• [Task brief]:
Give each record below again, without a single difference.

┌─ Data shown

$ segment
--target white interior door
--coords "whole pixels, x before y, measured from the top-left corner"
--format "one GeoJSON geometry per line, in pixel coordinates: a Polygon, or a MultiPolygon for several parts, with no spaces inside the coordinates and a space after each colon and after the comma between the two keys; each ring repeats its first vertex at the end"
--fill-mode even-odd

└─

• [Exercise answer]:
$ segment
--target white interior door
--coords "whole pixels, x before y, measured from the top-left corner"
--format "one GeoJSON geometry per line, in pixel coordinates: a Polygon, or a MultiPolygon for several parts, with no spaces inside the coordinates and a space after each colon and after the comma between the two keys; each ring repeats its first vertex at the end"
--fill-mode even-odd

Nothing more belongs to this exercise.